### Task to carry out
Set down every record below exactly as written, but leave out the pictures.

(Collected data entries)
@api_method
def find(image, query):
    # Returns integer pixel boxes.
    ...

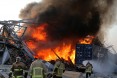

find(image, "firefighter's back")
[29,59,48,78]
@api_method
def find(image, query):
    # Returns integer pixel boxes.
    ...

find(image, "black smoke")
[19,0,115,42]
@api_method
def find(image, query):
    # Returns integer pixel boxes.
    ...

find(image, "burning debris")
[20,0,114,62]
[19,0,116,63]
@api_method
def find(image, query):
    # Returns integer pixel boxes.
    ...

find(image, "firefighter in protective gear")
[29,58,48,78]
[10,57,26,78]
[85,62,93,78]
[53,59,65,78]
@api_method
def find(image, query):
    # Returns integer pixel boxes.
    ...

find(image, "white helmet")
[16,57,21,62]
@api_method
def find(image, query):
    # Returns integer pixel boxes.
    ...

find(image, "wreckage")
[0,19,116,78]
[0,20,35,65]
[0,20,115,62]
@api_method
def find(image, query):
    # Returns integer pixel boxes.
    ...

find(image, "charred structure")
[0,20,34,65]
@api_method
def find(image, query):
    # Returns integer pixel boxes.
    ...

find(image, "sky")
[0,0,42,20]
[0,0,117,52]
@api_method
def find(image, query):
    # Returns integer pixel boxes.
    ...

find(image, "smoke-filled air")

### Solution
@api_method
def find(image, query):
    # Returns integer pixel boxes.
    ...


find(image, "firefighter's back")
[29,59,48,78]
@api_method
def find(image, query):
    # Returns integer pixel boxes.
    ...

find(image, "black smoke")
[19,0,115,42]
@api_method
def find(image, query):
    # Returns integer pixel boxes.
    ...

find(image, "burning debris")
[20,0,114,62]
[19,0,116,63]
@api_method
def find(image, query):
    # Returns integer pixel boxes.
    ...

find(image, "firefighter in protective gear")
[29,58,48,78]
[10,57,26,78]
[85,62,93,78]
[53,59,65,78]
@api_method
def find(image, query):
    # Returns integer pixel boxes.
    ...

find(image, "white helmet")
[16,57,21,62]
@api_method
def find(image, query):
    # Returns integer pixel boxes.
    ...

find(image, "wreckage")
[0,19,116,78]
[0,20,35,65]
[0,20,115,62]
@api_method
def find(image, query):
    # Returns integer pixel boxes.
    ...

find(image, "charred structure")
[0,20,34,65]
@api_method
def find(image, query):
    # Returns integer pixel boxes.
    ...

find(image, "sky")
[0,0,42,20]
[0,0,117,52]
@api_method
def find(image, query):
    # Returns integer pixel boxes.
    ...

find(image, "smoke-filled air")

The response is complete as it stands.